When you reach the line in the data below that contains "Query: rock face", please start repeating lines exactly, and stop after the line that contains "column 501, row 932", repeating nothing else.
•••
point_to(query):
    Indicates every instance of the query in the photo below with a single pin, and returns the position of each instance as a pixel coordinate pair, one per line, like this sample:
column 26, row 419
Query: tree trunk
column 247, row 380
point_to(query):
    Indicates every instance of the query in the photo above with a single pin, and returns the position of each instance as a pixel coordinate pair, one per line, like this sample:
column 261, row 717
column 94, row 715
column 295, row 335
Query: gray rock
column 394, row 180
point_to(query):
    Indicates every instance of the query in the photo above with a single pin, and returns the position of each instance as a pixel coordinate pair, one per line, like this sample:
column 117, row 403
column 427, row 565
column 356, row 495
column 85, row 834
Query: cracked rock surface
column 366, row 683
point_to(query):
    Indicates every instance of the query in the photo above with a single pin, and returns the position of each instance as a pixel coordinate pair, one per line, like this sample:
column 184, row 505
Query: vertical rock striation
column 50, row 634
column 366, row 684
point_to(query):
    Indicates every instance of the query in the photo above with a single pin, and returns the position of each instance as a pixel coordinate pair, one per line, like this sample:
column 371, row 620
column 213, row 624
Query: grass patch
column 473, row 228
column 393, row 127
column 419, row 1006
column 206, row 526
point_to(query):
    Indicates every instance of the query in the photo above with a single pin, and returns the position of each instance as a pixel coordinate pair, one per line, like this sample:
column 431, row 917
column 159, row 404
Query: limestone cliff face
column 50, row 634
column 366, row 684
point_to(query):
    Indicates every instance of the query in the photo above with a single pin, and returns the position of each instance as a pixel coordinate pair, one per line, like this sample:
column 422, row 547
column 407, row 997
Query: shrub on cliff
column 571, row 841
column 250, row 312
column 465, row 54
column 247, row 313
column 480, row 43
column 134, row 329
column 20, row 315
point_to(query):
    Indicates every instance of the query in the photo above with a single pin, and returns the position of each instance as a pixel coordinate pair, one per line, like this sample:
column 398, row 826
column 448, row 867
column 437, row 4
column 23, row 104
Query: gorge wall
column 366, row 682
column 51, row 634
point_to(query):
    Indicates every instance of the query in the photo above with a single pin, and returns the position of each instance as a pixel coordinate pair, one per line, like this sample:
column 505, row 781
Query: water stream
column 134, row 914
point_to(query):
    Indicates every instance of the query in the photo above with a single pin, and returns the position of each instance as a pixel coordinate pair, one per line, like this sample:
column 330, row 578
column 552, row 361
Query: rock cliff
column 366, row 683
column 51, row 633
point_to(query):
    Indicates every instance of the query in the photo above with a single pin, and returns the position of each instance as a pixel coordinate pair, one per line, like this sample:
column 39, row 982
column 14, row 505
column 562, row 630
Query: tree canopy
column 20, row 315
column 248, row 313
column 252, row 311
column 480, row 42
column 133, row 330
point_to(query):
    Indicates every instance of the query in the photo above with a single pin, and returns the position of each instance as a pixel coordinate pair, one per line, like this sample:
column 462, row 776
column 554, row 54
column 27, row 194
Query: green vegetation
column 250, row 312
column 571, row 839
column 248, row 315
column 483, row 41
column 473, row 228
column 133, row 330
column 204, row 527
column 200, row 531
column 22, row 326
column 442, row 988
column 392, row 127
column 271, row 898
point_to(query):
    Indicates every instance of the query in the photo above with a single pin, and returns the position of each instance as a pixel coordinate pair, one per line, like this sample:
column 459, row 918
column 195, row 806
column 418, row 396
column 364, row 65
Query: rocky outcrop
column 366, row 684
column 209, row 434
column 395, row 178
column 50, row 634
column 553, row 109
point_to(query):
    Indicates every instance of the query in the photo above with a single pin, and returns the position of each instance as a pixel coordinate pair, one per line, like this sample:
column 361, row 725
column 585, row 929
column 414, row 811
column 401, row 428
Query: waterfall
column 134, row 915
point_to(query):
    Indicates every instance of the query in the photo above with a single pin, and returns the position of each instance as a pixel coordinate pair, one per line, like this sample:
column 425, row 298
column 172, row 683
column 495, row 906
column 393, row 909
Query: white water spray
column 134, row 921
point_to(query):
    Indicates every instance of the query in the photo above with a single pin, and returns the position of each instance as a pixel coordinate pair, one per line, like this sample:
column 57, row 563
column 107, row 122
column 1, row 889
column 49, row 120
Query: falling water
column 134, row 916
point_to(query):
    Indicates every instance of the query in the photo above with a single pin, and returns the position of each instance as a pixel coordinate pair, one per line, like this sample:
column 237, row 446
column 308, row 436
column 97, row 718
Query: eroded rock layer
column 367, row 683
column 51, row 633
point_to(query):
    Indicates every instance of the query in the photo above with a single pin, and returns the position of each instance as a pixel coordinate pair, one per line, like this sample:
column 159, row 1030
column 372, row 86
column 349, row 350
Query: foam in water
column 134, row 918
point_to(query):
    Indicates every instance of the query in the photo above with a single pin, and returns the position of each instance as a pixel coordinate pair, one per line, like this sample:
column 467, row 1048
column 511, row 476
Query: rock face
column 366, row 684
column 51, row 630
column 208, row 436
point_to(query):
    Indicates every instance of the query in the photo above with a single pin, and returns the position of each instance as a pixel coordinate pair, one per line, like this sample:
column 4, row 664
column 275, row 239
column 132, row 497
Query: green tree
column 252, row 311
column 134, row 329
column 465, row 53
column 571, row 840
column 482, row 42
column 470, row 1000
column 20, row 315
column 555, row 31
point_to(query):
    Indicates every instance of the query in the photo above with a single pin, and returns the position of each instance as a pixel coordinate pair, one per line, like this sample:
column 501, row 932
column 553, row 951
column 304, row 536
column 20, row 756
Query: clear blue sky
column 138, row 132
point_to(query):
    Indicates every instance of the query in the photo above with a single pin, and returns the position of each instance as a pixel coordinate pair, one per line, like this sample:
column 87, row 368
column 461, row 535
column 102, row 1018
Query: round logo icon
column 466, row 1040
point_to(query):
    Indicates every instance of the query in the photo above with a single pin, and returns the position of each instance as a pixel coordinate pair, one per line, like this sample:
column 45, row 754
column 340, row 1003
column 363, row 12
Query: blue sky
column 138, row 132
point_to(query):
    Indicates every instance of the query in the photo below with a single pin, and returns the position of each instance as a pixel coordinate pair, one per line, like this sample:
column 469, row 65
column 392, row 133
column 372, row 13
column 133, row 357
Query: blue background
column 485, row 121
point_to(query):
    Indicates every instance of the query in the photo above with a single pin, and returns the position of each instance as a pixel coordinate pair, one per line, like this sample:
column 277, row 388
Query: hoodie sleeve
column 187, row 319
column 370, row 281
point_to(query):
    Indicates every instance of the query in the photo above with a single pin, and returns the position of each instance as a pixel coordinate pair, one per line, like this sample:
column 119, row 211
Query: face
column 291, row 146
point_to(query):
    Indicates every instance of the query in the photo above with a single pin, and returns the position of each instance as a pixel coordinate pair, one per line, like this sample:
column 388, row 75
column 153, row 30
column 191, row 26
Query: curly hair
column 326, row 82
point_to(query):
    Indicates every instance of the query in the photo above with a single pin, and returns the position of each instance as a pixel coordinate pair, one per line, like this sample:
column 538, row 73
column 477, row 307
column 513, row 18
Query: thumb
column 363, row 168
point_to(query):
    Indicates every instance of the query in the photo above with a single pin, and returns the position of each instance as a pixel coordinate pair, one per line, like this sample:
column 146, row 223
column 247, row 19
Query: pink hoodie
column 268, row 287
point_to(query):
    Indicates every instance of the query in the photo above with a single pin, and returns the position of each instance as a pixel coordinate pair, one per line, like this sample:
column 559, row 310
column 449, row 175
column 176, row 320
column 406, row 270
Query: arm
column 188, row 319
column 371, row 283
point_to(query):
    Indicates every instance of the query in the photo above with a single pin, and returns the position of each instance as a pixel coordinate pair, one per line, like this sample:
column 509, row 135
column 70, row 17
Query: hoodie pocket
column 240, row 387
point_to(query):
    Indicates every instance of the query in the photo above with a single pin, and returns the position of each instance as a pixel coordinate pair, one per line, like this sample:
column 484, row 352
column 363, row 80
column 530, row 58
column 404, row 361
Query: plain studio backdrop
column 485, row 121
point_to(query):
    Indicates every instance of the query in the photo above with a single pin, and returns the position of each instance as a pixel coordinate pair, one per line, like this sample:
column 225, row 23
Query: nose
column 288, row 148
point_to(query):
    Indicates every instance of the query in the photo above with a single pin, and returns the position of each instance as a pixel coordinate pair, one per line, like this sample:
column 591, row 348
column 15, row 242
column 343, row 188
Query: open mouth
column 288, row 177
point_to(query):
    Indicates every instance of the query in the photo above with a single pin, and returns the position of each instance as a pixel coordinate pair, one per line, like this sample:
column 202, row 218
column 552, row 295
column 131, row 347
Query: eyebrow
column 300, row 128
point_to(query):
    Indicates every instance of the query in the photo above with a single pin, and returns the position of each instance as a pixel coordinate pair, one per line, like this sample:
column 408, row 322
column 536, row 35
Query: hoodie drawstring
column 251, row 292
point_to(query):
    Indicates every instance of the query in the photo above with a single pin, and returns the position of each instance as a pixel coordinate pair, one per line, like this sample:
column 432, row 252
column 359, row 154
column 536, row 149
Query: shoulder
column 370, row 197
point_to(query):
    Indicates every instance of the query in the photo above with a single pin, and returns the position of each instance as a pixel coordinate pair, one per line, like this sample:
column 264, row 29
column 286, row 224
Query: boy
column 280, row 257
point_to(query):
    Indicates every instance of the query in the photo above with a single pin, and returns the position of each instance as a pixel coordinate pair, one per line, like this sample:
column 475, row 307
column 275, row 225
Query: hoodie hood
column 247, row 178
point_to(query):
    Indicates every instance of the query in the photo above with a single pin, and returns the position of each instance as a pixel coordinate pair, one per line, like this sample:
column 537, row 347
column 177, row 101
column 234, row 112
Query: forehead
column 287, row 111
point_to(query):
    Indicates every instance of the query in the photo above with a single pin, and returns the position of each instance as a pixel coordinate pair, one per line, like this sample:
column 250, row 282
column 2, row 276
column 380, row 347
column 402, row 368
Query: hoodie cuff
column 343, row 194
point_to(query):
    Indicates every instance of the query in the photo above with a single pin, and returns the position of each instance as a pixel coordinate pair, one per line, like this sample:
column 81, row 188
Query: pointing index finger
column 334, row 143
•••
> WRITTEN ANSWER
Query: rock face
column 366, row 684
column 51, row 630
column 208, row 436
point_to(query):
    Indicates every instance of the query in the photo above with a single pin, and returns the position of each instance as a pixel coordinate pair, one per line, like this sample:
column 4, row 664
column 275, row 239
column 132, row 497
Query: green tree
column 252, row 311
column 134, row 329
column 465, row 53
column 571, row 840
column 482, row 42
column 470, row 1000
column 20, row 315
column 555, row 31
point_to(query):
    Indicates every instance of the query in the photo above with a single pin, and returns the position of each instance as a pixel coordinate pair, one per line, like this sample:
column 501, row 932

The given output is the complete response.